#### PASSAGE FOURNI
▼
Tu fais ce que tu veux mais il ne faudra pas venir pleurer si tu flingues ton système !  :Wink: 

 *Quote:*   

> Ce que tu dis, avec fdisk et l option f, est ce vraiment necessaire? Est ce dangereux?

 

Bon, en fait, dans ce cas précis, ce ne sera plus nécessaire lorsque tu auras viré ta partition hda9 : l'ordre sera rétabli naturellement.

 *Quote:*   

> mais avec f
> 
>  *Quote:*   Disk /dev/hda: 255 heads, 63 sectors, 7294 cylinders
> 
> Nr AF  Hd Sec  Cyl  Hd Sec  Cyl     Start      Size ID
> ...

 

Le problème ne se pose plus mais juste pour info : là, tu es toujours dans le mode "x" expert. 

L'affichage est complètement différent et ne s'interprète pas du tout de la même façon que dans le mode normal.

Après la commande "f", tu aurais dû retourner au mode normal (commande "r") et afficher la table à partir de là ... 

 *Quote:*   

> Bien,  pour "etirer", 
> 
> 1/ faut-il sauvegarder?
> 
> 2/ je suis en reiserfs, ca marche aussi bien? ou c est risqué? un feedbak?
> ...

 

1/ Non, les données sont normalement préservées. Mais comme dit plus haut, un backup est loin d'être inutile !

2/ Avec reiser, il faut utiliser parted. D'après la doc, ça fonctionne mais je n'ai pas de retour vu que je n'utilise pas reiserfs ...

3/ Désormais sans objet  :Wink: 

4/ Idem. J'ajouterais cependant que les informations mises dans le fstab doivent toujours être en concordance avec la numérotation des partitions. Mais dans le cas présent, cela n'a plus d'importance puisque ta numérotation est redevenue comme avant !

 *Quote:*   

> EDIT>
> 
> sur le livecd, il y a parted et aussi reiserfsck
> 
> mais je ne vois pas comment faire cet etirement...

 

Attention : parted est encore plus vicieux que fdisk car les commandes sont exécutées directement ! Donc, il faut être sûr de son coup !

Exemple fictif inspiré de mon propre disque /dev/sda: 

 *Quote:*   

>  # parted /dev/sda
> 
> [ blabla ]
> 
> (parted) unit s  < ===== se mettre en mode "unités = secteurs"
▲
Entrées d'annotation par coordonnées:
▼
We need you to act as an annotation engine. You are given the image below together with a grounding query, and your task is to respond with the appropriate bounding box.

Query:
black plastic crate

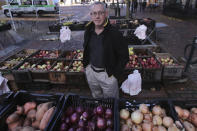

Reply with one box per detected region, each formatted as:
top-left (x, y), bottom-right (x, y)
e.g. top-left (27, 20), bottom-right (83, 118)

top-left (49, 60), bottom-right (71, 84)
top-left (0, 92), bottom-right (14, 116)
top-left (116, 98), bottom-right (182, 131)
top-left (49, 94), bottom-right (117, 131)
top-left (0, 91), bottom-right (65, 131)
top-left (171, 99), bottom-right (197, 128)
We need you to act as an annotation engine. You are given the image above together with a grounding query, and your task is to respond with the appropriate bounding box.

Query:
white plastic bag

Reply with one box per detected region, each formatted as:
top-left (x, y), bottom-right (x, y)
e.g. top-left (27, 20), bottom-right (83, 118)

top-left (134, 25), bottom-right (147, 40)
top-left (120, 70), bottom-right (142, 96)
top-left (60, 26), bottom-right (71, 43)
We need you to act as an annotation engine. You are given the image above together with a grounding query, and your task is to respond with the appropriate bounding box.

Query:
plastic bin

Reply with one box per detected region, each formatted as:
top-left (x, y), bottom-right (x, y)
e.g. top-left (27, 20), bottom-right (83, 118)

top-left (0, 91), bottom-right (65, 131)
top-left (49, 94), bottom-right (117, 131)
▲
#### CONSIGNES
**A.** Dans l'extrait sur le partitionnement du disque, pourquoi parted est-il jugé encore plus vicieux que fdisk ? Répondez en une à trois phrases.
**B.** Dans les entrées, remplacez « crate » par « basket » sans rien modifier d'autre. Ne redonnez que les lignes allant du début des entrées jusqu'à la ligne contenant « top-left (171, 99), bottom-right (197, 128) » incluse, sans les images.
Ces entrées n'ont aucun rapport avec l'extrait sur le partitionnement du disque.

#### SOLUTIONS TÂCHE PAR TÂCHE
**A.** Parce qu'avec parted, les commandes sont exécutées directement. Il faut donc être sûr de son coup avant de les lancer.

**B.**
We need you to act as an annotation engine. You are given the image below together with a grounding query, and your task is to respond with the appropriate bounding box.

Query:
black plastic basket


Reply with one box per detected region, each formatted as:
top-left (x, y), bottom-right (x, y)
e.g. top-left (27, 20), bottom-right (83, 118)

top-left (49, 60), bottom-right (71, 84)
top-left (0, 92), bottom-right (14, 116)
top-left (116, 98), bottom-right (182, 131)
top-left (49, 94), bottom-right (117, 131)
top-left (0, 91), bottom-right (65, 131)
top-left (171, 99), bottom-right (197, 128)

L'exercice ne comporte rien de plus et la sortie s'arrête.